**** MATERIAL ****
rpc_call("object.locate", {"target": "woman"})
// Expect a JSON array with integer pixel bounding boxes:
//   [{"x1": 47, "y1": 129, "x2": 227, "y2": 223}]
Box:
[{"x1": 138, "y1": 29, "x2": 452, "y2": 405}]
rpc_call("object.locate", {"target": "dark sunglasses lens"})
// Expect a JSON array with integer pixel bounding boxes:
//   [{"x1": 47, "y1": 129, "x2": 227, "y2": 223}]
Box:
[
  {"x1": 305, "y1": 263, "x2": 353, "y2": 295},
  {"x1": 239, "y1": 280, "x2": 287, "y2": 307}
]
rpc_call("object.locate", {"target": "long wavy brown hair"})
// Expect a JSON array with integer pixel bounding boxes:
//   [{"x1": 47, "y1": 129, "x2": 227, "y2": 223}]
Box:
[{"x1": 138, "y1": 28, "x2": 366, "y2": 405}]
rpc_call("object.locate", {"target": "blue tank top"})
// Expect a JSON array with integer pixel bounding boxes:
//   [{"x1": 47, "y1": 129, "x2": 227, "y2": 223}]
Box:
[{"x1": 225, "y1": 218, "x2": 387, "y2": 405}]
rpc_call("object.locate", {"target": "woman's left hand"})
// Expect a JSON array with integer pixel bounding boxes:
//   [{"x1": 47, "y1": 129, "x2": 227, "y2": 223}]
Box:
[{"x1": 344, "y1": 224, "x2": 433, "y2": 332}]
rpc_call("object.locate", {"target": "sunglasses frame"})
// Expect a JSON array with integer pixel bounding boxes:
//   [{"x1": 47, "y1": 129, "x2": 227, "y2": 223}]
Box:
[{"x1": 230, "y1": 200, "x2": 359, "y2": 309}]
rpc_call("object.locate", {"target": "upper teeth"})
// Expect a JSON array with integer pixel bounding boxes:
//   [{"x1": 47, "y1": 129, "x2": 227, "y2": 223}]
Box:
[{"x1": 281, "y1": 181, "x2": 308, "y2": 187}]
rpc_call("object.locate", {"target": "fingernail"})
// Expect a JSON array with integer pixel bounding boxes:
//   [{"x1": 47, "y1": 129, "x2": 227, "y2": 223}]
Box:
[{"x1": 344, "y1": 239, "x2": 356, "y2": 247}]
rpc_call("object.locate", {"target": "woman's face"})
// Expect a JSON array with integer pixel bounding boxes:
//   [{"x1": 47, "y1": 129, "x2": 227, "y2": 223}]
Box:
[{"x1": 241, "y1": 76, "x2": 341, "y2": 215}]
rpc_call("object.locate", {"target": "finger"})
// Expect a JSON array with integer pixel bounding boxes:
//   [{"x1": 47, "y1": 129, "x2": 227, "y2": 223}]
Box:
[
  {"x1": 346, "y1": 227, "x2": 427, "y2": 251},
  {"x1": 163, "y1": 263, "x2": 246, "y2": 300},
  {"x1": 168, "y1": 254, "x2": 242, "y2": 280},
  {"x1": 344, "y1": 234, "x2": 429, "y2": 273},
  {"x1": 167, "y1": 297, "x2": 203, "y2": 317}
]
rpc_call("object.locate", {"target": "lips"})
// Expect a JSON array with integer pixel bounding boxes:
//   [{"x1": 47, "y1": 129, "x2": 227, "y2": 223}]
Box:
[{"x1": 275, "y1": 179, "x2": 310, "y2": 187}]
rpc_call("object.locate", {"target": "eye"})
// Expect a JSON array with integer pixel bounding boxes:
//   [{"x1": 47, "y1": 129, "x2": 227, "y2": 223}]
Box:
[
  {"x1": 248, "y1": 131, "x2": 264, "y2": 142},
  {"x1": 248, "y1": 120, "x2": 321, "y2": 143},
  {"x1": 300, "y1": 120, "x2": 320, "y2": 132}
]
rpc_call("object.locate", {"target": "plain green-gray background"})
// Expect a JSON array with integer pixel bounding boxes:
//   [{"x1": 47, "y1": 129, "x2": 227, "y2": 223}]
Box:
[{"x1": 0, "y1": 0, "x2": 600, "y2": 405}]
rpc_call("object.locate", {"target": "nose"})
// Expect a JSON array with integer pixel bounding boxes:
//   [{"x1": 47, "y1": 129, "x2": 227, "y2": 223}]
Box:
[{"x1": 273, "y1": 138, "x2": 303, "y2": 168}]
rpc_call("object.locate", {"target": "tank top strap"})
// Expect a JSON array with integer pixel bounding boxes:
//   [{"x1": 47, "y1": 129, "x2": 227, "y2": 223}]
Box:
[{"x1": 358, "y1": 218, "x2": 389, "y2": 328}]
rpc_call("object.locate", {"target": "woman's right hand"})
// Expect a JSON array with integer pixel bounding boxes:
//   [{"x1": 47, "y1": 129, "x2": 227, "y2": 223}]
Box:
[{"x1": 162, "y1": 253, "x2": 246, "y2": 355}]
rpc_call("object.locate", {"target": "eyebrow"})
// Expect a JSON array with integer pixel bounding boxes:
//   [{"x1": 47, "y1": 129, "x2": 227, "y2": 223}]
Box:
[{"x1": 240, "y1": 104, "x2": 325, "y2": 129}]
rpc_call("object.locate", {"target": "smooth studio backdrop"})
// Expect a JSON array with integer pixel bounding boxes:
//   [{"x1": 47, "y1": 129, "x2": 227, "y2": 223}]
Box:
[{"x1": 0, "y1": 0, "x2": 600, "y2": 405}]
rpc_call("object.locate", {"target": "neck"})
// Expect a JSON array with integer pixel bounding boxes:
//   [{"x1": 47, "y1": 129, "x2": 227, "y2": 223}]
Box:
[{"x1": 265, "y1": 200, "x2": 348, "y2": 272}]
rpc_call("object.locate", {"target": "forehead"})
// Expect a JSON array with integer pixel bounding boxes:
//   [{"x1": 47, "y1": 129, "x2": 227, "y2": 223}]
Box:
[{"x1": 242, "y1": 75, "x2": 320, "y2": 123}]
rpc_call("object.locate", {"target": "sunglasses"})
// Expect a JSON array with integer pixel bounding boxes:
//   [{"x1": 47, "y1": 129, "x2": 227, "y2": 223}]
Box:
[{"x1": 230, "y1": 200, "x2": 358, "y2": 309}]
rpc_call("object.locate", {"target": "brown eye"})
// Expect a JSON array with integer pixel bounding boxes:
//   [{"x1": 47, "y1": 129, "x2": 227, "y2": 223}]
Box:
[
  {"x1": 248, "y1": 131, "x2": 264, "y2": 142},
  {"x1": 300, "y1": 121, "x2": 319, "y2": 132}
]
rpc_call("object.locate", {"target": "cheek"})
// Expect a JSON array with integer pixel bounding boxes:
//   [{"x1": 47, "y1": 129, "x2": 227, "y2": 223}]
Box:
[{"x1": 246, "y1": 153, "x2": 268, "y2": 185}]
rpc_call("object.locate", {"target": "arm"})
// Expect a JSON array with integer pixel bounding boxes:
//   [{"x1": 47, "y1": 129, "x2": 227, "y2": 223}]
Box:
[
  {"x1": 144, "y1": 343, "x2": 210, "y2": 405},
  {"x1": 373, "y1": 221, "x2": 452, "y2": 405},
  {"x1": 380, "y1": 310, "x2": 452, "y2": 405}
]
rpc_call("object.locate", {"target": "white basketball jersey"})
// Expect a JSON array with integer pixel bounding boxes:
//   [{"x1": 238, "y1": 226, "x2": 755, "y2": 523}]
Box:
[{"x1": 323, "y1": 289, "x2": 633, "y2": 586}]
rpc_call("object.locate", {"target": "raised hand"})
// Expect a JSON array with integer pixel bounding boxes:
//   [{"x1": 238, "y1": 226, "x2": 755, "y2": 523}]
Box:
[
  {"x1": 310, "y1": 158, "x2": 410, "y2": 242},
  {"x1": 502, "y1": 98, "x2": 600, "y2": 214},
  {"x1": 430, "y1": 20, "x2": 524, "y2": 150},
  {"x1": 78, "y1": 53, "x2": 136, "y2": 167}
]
****
Find every line above that contains the word "hand", and copy each of those lines in full.

rpc_call("object.locate", {"target": "woman's left hand"})
rpc_call("object.locate", {"target": "woman's right hand"})
rpc_call("object.locate", {"target": "raised hand"})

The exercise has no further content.